> Текст для чтения

****************

Годами меня устраивали мои противоречивые чувства по отношению к Алексею Навальному. С одной стороны, я считала, что он невероятно смелый, изобретательный и преданный оппонент режима Владимира Путина. С другой, он объединялся с ультранационалистами и высказывал мнения, которые я нахожу совершенно неприемлемыми и потенциально опасными. На протяжении ряда лет у меня было несколько споров с самим Навальным и некоторыми моими друзьями, которые поддерживали его, и это сбивало меня с толку (среди них его наставник еврейского происхождения и неутомимый волонтер кампании армянского происхождения), но я чувствовала, что могу уважать его и быть несогласной с ним одновременно. Исторически националистические лидеры часто играли ключевые роли в строящихся демократиях. И это совсем не значит, что мне приходилось решать, голосовать ли за Навального.
Сейчас Навальный в тюрьме, его ждут годы за решеткой. (Сейчас его приговорили к двум годам и восьми месяцам тюрьмы, но это, вероятно, только начало). Он пережил не одну попытку убийства со стороны Кремля, и близкие к нему люди боятся, что его убьют в тюрьме. Кремль, который в течение многих лет запрещал произносить его имя в эфире, обвинил его в постановке покушения на самого себя и начал против него кампанию пропаганды, заявив, среди прочего, что Навальный является ультраправым этнонационалистом.

****************

(Сохранённые записи данных)
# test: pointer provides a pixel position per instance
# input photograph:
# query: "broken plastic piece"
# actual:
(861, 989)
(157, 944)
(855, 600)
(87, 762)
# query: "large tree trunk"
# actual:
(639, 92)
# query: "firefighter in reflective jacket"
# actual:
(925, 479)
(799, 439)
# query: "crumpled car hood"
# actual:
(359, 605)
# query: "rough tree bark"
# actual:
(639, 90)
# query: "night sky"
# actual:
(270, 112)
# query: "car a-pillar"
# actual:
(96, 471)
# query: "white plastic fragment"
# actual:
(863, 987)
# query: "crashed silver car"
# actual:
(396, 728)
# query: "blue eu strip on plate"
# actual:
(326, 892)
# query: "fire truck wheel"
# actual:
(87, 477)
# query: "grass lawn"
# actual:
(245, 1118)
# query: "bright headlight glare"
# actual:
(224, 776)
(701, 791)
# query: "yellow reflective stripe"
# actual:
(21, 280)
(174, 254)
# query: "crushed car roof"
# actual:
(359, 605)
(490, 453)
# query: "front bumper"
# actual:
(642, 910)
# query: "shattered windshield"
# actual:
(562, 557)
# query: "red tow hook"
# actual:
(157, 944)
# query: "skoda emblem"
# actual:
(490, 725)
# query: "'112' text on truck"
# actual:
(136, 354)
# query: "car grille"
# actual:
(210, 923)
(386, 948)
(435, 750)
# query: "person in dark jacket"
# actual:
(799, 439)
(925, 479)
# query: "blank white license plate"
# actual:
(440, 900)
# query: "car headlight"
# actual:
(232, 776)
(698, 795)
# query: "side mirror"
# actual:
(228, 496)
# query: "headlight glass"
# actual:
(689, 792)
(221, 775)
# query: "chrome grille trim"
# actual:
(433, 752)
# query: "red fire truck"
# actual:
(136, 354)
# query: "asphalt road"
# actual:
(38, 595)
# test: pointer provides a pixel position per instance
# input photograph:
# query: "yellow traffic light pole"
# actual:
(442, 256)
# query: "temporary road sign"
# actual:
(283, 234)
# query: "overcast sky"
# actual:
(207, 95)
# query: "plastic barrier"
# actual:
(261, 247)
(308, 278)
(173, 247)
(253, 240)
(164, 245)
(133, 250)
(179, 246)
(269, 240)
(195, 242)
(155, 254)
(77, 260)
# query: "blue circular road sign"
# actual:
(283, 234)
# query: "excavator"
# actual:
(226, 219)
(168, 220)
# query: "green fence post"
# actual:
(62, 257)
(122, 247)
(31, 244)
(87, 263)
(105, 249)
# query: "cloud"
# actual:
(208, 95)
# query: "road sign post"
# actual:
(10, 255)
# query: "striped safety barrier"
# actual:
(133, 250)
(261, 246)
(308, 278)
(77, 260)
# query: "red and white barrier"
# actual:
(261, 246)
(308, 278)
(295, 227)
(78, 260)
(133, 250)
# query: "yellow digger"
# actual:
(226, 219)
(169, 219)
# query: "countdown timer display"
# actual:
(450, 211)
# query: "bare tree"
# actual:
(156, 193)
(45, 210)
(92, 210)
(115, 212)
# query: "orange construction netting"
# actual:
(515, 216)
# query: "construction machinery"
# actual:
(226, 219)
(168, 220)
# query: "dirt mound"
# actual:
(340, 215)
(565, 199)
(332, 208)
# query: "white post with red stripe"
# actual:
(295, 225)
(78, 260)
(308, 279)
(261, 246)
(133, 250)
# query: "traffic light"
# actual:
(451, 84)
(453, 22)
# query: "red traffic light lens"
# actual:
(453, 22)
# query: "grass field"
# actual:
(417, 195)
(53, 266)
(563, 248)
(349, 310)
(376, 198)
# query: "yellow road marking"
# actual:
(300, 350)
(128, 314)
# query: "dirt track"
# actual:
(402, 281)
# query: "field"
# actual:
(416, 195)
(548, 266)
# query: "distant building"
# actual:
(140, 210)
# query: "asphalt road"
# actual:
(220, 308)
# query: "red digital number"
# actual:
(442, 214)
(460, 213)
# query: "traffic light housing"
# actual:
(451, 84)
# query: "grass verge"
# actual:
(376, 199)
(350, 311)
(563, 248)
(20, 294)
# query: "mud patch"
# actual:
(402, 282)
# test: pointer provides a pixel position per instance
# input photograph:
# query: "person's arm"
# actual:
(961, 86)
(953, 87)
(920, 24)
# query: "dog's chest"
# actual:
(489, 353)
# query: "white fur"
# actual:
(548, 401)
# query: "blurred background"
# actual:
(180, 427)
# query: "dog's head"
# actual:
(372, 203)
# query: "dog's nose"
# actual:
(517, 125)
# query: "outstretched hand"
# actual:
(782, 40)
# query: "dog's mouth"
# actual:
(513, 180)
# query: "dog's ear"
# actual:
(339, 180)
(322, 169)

****************

> Задания
(a) Повторите без изменений отрывок из текста о Навальном, начиная со слов «Сейчас Навальный в» и продолжая до слов «является ультраправым этнонационалистом.» включительно.
(b) Переведите, пожалуйста, на английский язык это предложение из текста о Навальном: «Он пережил не одну попытку убийства со стороны Кремля, и близкие к нему люди боятся, что его убьют в тюрьме».
(c) Определите, согласуется ли с текстом о Навальном каждое утверждение. Ответьте «да» или «нет» и приведите решающие слова текста в виде точной цитаты.
(i) Навального приговорили к двум годам и восьми месяцам тюрьмы.
(ii) Кремль много лет разрешал произносить имя Навального в эфире.
(iii) По мнению автора, Навальный — смелый оппонент режима Путина.

> Ответы
(a)
Сейчас Навальный в тюрьме, его ждут годы за решеткой. (Сейчас его приговорили к двум годам и восьми месяцам тюрьмы, но это, вероятно, только начало). Он пережил не одну попытку убийства со стороны Кремля, и близкие к нему люди боятся, что его убьют в тюрьме. Кремль, который в течение многих лет запрещал произносить его имя в эфире, обвинил его в постановке покушения на самого себя и начал против него кампанию пропаганды, заявив, среди прочего, что Навальный является ультраправым этнонационалистом.

(b) He has survived more than one assassination attempt by the Kremlin, and people close to him fear that he will be killed in prison.

(c)
(i) Да: «Сейчас его приговорили к двум годам и восьми месяцам тюрьмы».
(ii) Нет: «Кремль, который в течение многих лет запрещал произносить его имя в эфире».
(iii) Да: «он невероятно смелый, изобретательный и преданный оппонент режима Владимира Путина».